▶ _What to produce_
Extend the news article on the postponed Wyoming oil and gas lease sale by writing what follows its final sentence.

▶ _Source passage_

--- start ---

Biden administration stops half-million-acre Wyo oil and gas sale
 
By Angus M. Thuermer Jr., WyoFile.com
 
President Joe Biden’s Jan. 27 order to pause oil and gas leasing on federal lands hit Wyoming on Friday as the BLM postponed the auction of 383 parcels covering almost half a million acres.
The leasing pause will enable a review that’s part of an all-government fight against “a profound climate crisis” exacerbated by the burning of fossil fuels, Biden’s order states. The BLM had scheduled the first-quarter 2021 sale of development rights on 476,506 acres for March 15 after deciding the sale would not “significantly affect the rate of change” in the environment. The agency did not say when a lease sale might be rescheduled.
The BLM’s first quarter sale last year brought in $3.4 million after energy companies leased 75 parcels covering 71,689 acres. Wyoming received about half the sale’s proceeds and will also get a share of future production royalties, if production ever occurs. The auction last year sold less than a sixth of the acreage that had been proposed for sale this March.
Wyoming lawmakers last year, reacting to Biden campaign positions that threatened leasing, funded a report that says Wyoming would lose $304 million in annual tax revenue if leasing stopped on federal lands. That report has been much-touted in the wake of the official pause. But a critic who reviewed the report for The Wilderness Society says it overestimates impacts by up to 85%.
The state-commissioned drilling-ban impact report by a University of Wyoming energy economics professor predicts production and investment losses in Wyoming, plus the lost tax revenue, would amount to $640 billion through 2040. Author Tim Considine prepared the 66-page review in December more than a month before Biden paused leasing for “a comprehensive review” of the nationwide system.

--- end ---

▶ _Dataset content_
--- start ---

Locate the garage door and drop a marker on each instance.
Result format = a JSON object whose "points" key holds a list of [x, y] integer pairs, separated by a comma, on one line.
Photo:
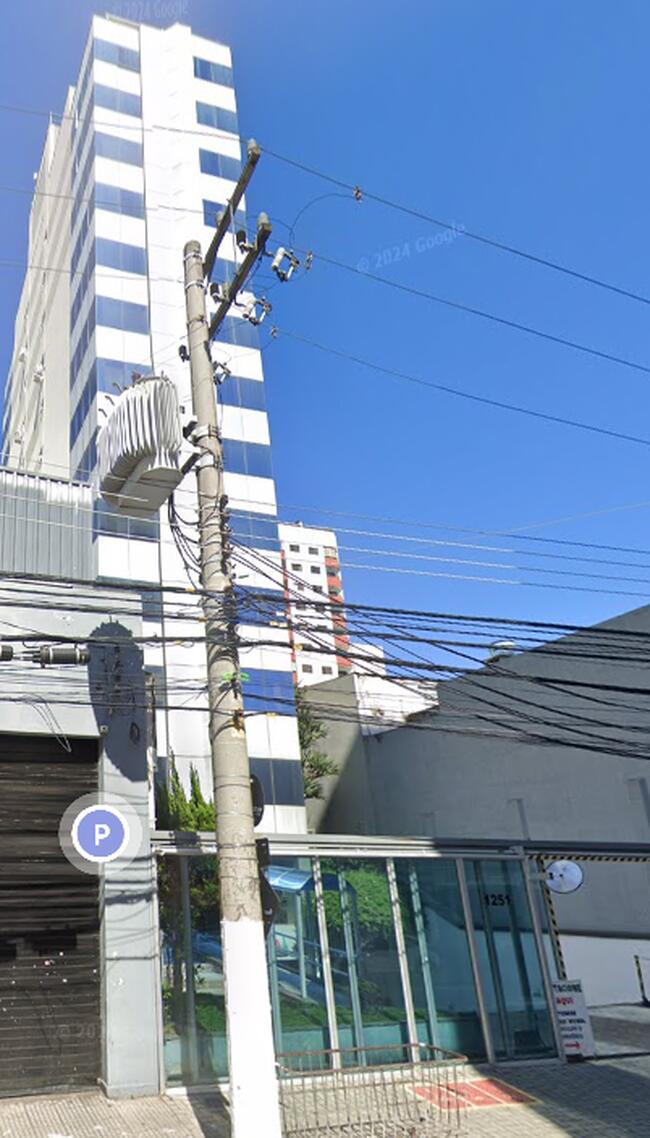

--- end ---

▶ _Task result_
Wyoming would lose 15,269 jobs a year in the first five years of a leasing moratorium, Considine wrote. Leasing or drilling restrictions also could have a “spillover effect,” potentially making extraction less attractive or efficient on nearby private or state lands, the paper says. 
Considine included numerous caveats about the difficulty of forecasting revenues. Critic Laura Zachary, an economic and policy analyst, wrote that Considine’s findings “quickly unravel when we take a look at a number of highly flawed assumptions.”
The Wyoming study “has a number of weaknesses that exaggerate the economic impacts … by between an estimated 70-85%,” she wrote in a report for The Wilderness Society. Methods Considine used to arrive at his conclusions, her critique reads, are “simply not how markets work in reality.”
Conservationists say a leasing pause shouldn’t affect energy companies because they hold many leases that have yet to be developed. The Bureau of Land Management lists 13,296 leases in effect in the state in FY 2019. They covered 8.9 million acres, about 14% of the 62-million acres in Wyoming.
Agency statistics show that 4.1 million acres of leases in Wyoming were producing that year. But more than 5 million leased acres in the state are not producing, the group Rocky Mountain Wild said in an analysis.
“Th[e] results of this analysis show that the oil and gas industry currently has millions of acres of leases where they can continue operations during this pause,” wrote Alison Gallensky, a GIS cartographer with the Colorado environmental nonprofit.
The lease sales themselves account for a small portion of revenues the oil and gas industry provides to the state, said Dan Smitherman, the Wyoming State Manager for The Wilderness Society. “Over 90% of the revenue Wyoming reaps from federal oil and gas come from royalties paid on production — which will not be impacted by pausing new leasing,” he wrote in a statement. “Operators have plenty of opportunity to continue producing oil and gas during this pause.”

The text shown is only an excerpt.